──────── Excerpted text ────────
Saturday, December 06, 2008

Sounding like Roger Miller

Like many another alcoholic, chain smoker, and much overrated sexual acrobat (I wish!) I've decided I have to slow down.

Cross-addicted, nervous wreck, a Bukowski without the major talent, I am trying to control the tremblling of my hands as I hover over the keyboard.

I am at the age when I still dream of being shot by a jealous husband at ninety--and that's not to far off--and I still have lady companions, though they are now retired window washers and some a bit arthritic and they can't run very fast. Good, I say. All the better to catch ya.
I used to keep a parrot for my employer, the place was too busy and greasy,
Had to bring him back A very old parrot, almost as old as me.."Put him in the office, away from the machines and wworkers," I told my boss "That bird is obscene! "
Sample of the old bird's parrot talk:.

"My name isn't Polly, it's Sam.
And I don't want a cracker. I want a BJ."

(Oh-oh. I think I'm going to lose my "general interest" rating, suitable for young adults. Ah well, they all seem to talk that way on Main Street now.I am being corrupted by the young).

Seriously, though, I do have to cut down some of my bad habits, for I might soon not be able to drink, smoke, or even try to chase women, some with canes. If I don't cut down, I might have to give up all these activities, which is unthinkable.

You have gotten this far because you have been a bad bastard, maybe that's why you have lived so long.
Crunchy granola, working out, abstinence and smoke- free, will kill you dead.

Smoking is a great enemy of Alzheimers, I have learned.
And drinking is a great enemy of he blues.

I mean, have you ever seen the Alzheimer guy chain-smoking, holding court in a bar, being a raconteur, woman-chaser, constructing great novels over the arborite and the taps, blowing smoke like a miniature dragon? Never.
────────
What needs to be done ::
Reproduce the part of the "Sounding like Roger Miller" post that starts at the words "Seriously, though, I" and ends after the words "lived so long.", word for word.
──────── Record set ────────
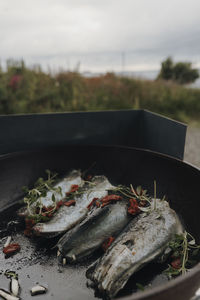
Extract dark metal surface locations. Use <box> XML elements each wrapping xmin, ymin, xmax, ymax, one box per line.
<box><xmin>0</xmin><ymin>110</ymin><xmax>186</xmax><ymax>159</ymax></box>
<box><xmin>0</xmin><ymin>146</ymin><xmax>200</xmax><ymax>300</ymax></box>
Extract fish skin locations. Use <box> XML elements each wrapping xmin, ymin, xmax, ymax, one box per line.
<box><xmin>86</xmin><ymin>199</ymin><xmax>183</xmax><ymax>298</ymax></box>
<box><xmin>33</xmin><ymin>176</ymin><xmax>113</xmax><ymax>236</ymax></box>
<box><xmin>57</xmin><ymin>202</ymin><xmax>132</xmax><ymax>262</ymax></box>
<box><xmin>17</xmin><ymin>170</ymin><xmax>84</xmax><ymax>217</ymax></box>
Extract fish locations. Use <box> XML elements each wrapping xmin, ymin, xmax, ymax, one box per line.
<box><xmin>17</xmin><ymin>170</ymin><xmax>84</xmax><ymax>217</ymax></box>
<box><xmin>33</xmin><ymin>176</ymin><xmax>113</xmax><ymax>236</ymax></box>
<box><xmin>86</xmin><ymin>199</ymin><xmax>183</xmax><ymax>298</ymax></box>
<box><xmin>57</xmin><ymin>201</ymin><xmax>132</xmax><ymax>262</ymax></box>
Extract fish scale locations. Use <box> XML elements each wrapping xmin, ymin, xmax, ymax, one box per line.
<box><xmin>33</xmin><ymin>176</ymin><xmax>113</xmax><ymax>236</ymax></box>
<box><xmin>57</xmin><ymin>202</ymin><xmax>132</xmax><ymax>262</ymax></box>
<box><xmin>86</xmin><ymin>199</ymin><xmax>183</xmax><ymax>298</ymax></box>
────────
Your solution ::
Seriously, though, I do have to cut down some of my bad habits, for I might soon not be able to drink, smoke, or even try to chase women, some with canes. If I don't cut down, I might have to give up all these activities, which is unthinkable.

You have gotten this far because you have been a bad bastard, maybe that's why you have lived so long.